Copy out, exactly as written, only the line containing "Can you see the tree trunk" and the lines after it through the end of the records.

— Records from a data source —
* * * * *

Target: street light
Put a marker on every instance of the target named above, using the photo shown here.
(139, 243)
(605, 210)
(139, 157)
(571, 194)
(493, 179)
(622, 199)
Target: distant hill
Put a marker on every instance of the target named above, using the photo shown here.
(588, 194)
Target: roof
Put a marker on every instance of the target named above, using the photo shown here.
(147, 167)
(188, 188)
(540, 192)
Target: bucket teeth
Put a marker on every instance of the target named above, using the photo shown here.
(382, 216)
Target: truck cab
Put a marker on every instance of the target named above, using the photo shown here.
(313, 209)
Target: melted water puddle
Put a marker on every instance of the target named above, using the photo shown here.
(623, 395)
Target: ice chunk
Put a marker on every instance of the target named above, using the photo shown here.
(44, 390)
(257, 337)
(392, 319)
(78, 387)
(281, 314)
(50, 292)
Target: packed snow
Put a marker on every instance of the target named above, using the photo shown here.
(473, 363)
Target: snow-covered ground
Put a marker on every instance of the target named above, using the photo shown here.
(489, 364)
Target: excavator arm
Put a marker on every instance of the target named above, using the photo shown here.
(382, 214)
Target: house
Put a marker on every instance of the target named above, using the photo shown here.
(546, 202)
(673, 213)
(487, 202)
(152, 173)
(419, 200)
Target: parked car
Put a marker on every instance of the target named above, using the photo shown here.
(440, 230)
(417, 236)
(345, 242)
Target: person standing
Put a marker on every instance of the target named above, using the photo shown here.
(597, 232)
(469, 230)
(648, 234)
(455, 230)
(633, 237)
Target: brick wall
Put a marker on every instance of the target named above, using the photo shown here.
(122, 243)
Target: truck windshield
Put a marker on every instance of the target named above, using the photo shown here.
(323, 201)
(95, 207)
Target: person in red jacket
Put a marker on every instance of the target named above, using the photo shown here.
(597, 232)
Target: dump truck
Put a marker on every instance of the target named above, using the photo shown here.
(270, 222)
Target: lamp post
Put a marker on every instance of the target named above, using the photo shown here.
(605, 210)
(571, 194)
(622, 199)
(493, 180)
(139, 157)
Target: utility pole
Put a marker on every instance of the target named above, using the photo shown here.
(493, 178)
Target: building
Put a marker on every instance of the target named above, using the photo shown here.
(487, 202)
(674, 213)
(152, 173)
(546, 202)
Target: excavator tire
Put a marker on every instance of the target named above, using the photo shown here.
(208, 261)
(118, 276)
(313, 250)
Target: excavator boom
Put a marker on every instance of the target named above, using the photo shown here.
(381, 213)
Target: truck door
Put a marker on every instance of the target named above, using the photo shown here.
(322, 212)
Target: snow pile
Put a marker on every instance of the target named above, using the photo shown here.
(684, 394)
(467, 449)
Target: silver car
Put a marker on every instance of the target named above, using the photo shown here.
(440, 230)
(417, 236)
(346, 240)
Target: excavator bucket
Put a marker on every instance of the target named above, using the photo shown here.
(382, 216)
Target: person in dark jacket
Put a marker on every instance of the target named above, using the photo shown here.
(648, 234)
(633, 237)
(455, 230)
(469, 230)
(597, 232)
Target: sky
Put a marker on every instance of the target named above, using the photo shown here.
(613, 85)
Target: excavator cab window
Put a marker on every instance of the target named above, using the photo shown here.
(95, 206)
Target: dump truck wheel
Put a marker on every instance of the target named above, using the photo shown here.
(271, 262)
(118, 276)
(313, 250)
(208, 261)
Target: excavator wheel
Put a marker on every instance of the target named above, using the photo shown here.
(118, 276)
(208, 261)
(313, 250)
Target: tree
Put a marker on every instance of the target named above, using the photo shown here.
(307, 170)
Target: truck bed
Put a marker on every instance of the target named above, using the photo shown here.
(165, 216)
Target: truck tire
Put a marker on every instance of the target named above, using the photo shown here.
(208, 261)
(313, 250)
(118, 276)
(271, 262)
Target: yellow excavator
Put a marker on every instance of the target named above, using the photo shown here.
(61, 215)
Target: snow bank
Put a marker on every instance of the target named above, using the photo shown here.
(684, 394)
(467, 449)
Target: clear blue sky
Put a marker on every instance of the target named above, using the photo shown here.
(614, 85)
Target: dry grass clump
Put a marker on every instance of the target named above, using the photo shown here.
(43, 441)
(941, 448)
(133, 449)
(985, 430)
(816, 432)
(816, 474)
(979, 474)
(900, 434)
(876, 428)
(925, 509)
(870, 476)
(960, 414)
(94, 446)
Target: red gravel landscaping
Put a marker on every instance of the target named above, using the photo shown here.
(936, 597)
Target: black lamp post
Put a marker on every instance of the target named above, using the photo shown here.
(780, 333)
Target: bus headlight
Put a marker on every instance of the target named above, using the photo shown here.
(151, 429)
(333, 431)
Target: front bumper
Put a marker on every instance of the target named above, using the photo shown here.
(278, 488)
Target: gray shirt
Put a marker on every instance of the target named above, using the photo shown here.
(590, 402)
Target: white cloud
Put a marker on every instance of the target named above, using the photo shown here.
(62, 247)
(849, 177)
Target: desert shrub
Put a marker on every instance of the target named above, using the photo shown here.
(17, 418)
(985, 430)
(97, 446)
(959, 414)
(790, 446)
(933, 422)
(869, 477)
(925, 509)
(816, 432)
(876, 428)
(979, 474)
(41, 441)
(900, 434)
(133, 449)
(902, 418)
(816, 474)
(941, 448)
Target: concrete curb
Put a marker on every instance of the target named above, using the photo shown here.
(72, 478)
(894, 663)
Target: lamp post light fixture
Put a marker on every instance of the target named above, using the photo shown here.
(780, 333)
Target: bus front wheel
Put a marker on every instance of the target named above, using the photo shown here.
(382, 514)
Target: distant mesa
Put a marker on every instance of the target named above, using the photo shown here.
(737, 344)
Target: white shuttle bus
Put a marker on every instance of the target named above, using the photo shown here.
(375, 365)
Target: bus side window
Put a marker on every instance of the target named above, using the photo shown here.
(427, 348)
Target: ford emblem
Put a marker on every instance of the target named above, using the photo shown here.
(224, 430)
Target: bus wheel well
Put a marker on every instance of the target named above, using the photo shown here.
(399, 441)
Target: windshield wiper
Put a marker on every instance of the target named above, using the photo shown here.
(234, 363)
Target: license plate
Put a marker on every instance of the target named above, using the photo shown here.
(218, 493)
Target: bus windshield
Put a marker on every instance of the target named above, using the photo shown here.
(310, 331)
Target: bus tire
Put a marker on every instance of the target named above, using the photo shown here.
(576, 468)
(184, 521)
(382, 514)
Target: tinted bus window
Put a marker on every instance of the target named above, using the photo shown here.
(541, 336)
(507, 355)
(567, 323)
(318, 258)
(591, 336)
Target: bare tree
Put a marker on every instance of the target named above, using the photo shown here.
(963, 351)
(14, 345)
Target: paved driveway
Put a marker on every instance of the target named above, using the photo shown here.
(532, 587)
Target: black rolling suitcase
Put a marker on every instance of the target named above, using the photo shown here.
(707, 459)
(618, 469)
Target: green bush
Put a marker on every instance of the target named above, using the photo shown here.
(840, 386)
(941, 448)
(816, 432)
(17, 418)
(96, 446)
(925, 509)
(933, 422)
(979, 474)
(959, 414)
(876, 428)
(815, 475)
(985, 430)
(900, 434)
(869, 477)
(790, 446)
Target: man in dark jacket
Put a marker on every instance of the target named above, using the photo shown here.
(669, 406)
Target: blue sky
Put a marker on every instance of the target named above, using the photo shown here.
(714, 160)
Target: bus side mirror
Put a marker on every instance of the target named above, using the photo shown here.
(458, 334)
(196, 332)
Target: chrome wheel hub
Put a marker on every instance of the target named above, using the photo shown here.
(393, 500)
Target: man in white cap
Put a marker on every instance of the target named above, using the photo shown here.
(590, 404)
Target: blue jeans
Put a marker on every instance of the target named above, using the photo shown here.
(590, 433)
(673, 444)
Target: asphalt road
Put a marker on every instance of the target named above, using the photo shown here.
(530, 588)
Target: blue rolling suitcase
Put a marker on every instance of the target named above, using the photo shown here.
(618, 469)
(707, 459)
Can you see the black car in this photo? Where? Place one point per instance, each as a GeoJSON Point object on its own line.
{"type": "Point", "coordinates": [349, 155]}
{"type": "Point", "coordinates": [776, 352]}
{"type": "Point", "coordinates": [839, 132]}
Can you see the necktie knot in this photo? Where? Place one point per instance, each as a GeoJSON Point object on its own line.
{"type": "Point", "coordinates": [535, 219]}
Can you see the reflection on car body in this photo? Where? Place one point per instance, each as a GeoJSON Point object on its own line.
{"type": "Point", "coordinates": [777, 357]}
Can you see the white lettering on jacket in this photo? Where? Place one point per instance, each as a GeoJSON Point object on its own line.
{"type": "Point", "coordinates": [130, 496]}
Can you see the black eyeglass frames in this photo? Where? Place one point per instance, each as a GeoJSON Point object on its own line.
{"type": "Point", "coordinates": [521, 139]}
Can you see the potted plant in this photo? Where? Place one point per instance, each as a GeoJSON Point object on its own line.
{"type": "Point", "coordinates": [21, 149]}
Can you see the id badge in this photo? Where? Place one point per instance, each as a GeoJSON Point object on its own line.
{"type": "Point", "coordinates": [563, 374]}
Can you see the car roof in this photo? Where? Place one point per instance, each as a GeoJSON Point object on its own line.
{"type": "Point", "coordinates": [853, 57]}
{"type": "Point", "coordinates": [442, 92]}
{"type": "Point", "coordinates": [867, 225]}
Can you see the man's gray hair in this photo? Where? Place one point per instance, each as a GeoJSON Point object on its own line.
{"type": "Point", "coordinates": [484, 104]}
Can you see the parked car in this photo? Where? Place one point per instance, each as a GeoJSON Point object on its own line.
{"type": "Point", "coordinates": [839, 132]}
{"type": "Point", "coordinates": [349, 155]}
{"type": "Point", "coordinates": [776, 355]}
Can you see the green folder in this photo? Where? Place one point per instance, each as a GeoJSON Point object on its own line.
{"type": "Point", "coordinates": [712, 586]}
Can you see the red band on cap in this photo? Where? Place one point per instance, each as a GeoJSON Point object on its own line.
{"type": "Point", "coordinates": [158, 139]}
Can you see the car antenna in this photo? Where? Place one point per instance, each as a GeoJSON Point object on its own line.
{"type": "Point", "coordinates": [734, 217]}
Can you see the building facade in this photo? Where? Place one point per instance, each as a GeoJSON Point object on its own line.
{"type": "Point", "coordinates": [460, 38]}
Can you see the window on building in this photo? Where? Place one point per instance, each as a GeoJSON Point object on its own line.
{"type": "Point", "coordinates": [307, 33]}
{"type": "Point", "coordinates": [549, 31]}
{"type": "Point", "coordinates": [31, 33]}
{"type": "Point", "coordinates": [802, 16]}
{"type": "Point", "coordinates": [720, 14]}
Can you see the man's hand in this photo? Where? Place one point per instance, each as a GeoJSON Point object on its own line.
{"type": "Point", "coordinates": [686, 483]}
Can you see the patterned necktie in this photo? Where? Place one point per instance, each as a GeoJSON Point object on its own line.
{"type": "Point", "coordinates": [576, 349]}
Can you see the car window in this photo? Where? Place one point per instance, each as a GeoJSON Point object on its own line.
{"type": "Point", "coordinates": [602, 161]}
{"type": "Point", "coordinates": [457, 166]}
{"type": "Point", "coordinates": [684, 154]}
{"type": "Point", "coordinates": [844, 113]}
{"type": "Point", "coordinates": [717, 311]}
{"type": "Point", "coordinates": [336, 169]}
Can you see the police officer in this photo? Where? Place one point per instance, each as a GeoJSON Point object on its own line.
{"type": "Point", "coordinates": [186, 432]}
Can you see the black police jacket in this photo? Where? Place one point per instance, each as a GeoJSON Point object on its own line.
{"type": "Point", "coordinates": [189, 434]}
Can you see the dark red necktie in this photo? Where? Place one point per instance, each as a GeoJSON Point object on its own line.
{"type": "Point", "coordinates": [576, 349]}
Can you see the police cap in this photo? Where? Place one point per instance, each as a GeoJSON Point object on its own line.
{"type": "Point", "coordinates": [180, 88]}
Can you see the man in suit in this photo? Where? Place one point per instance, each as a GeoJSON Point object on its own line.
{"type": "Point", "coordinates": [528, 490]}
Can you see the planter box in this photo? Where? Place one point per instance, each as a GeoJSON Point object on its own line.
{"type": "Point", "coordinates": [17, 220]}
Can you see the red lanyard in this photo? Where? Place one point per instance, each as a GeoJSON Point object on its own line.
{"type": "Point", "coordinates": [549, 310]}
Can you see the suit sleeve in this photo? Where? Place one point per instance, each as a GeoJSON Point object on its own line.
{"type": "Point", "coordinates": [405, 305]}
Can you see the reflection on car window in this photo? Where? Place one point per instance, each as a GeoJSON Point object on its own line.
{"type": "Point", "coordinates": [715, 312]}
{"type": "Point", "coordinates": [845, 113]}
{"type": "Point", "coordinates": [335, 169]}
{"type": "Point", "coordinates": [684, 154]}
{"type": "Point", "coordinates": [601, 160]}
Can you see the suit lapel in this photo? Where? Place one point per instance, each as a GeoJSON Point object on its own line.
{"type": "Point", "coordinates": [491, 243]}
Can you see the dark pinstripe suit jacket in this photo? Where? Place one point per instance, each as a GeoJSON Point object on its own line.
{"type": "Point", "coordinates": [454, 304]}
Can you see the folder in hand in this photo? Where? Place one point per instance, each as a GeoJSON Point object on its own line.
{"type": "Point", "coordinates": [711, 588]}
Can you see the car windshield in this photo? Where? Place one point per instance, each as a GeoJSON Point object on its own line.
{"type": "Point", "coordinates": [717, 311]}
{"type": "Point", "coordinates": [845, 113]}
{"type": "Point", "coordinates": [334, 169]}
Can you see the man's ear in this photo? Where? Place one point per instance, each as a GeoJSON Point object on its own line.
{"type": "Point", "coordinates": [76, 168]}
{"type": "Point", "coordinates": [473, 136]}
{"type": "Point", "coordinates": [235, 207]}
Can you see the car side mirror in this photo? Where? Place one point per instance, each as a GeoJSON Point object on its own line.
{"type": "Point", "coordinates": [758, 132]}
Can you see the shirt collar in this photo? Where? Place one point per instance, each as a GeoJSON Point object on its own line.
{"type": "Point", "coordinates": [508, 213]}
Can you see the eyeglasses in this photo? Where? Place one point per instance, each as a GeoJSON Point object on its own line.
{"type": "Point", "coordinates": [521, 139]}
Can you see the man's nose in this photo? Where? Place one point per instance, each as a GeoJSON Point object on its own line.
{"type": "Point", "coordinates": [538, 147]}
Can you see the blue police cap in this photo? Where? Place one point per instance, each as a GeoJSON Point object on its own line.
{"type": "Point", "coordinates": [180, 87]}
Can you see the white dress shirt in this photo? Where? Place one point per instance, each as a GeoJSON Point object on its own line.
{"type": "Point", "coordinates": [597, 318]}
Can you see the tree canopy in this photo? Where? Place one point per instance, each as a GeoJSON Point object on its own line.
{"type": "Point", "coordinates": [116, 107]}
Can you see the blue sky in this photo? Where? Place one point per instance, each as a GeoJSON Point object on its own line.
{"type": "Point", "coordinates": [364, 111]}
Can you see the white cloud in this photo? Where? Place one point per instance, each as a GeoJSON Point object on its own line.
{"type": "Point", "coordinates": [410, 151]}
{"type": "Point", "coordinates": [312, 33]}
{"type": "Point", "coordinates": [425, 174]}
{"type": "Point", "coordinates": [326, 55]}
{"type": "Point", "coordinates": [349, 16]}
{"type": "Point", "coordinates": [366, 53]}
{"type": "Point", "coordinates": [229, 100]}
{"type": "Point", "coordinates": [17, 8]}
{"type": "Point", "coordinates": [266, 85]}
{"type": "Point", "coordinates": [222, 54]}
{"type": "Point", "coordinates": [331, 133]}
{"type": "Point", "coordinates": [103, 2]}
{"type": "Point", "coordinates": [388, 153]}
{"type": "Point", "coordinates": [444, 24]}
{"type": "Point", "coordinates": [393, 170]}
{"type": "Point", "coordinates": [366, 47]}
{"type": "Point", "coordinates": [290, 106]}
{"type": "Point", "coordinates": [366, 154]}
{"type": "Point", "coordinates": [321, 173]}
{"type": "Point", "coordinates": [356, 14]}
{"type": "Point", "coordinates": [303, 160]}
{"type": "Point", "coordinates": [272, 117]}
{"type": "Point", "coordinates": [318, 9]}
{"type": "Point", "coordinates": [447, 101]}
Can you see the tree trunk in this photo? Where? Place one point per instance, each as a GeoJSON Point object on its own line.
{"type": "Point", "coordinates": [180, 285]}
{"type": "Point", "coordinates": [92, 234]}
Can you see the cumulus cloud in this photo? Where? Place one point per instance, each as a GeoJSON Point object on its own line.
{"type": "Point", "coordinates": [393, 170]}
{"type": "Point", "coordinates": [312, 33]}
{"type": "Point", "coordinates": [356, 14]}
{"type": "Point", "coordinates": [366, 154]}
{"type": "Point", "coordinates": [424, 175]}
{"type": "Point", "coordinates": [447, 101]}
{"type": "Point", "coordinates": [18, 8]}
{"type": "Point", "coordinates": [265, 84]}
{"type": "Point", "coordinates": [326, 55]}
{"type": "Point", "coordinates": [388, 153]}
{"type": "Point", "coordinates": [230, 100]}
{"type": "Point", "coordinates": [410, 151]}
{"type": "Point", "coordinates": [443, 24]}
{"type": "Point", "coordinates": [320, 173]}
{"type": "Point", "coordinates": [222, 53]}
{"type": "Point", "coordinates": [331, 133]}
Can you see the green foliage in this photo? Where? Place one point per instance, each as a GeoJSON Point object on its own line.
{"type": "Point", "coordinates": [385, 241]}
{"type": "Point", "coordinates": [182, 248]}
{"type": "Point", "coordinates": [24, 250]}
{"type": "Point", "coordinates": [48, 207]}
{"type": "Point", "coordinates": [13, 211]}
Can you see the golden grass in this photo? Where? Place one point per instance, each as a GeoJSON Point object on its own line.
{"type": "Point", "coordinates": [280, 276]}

* * * * *

— SOLUTION BELOW —
Can you see the tree trunk in this photo? Where? Place one point per instance, each as a GeoJSON Point object on its own line.
{"type": "Point", "coordinates": [180, 285]}
{"type": "Point", "coordinates": [92, 234]}
Can you see the cumulus cloud in this photo? Where? Place one point per instance, each as a GeoJSON Point object on its own line.
{"type": "Point", "coordinates": [393, 170]}
{"type": "Point", "coordinates": [312, 33]}
{"type": "Point", "coordinates": [356, 14]}
{"type": "Point", "coordinates": [366, 154]}
{"type": "Point", "coordinates": [424, 175]}
{"type": "Point", "coordinates": [447, 101]}
{"type": "Point", "coordinates": [18, 8]}
{"type": "Point", "coordinates": [265, 84]}
{"type": "Point", "coordinates": [326, 55]}
{"type": "Point", "coordinates": [388, 153]}
{"type": "Point", "coordinates": [230, 100]}
{"type": "Point", "coordinates": [410, 151]}
{"type": "Point", "coordinates": [443, 24]}
{"type": "Point", "coordinates": [320, 173]}
{"type": "Point", "coordinates": [222, 53]}
{"type": "Point", "coordinates": [331, 133]}
Can you see the green foliage in this photo? Where? Place one point per instance, each as a GeoJSON Point object on its own line.
{"type": "Point", "coordinates": [385, 241]}
{"type": "Point", "coordinates": [182, 248]}
{"type": "Point", "coordinates": [24, 250]}
{"type": "Point", "coordinates": [48, 207]}
{"type": "Point", "coordinates": [13, 211]}
Can you see the golden grass in this photo? Where? Place one point per instance, each as a GeoJSON Point object on its own line.
{"type": "Point", "coordinates": [280, 276]}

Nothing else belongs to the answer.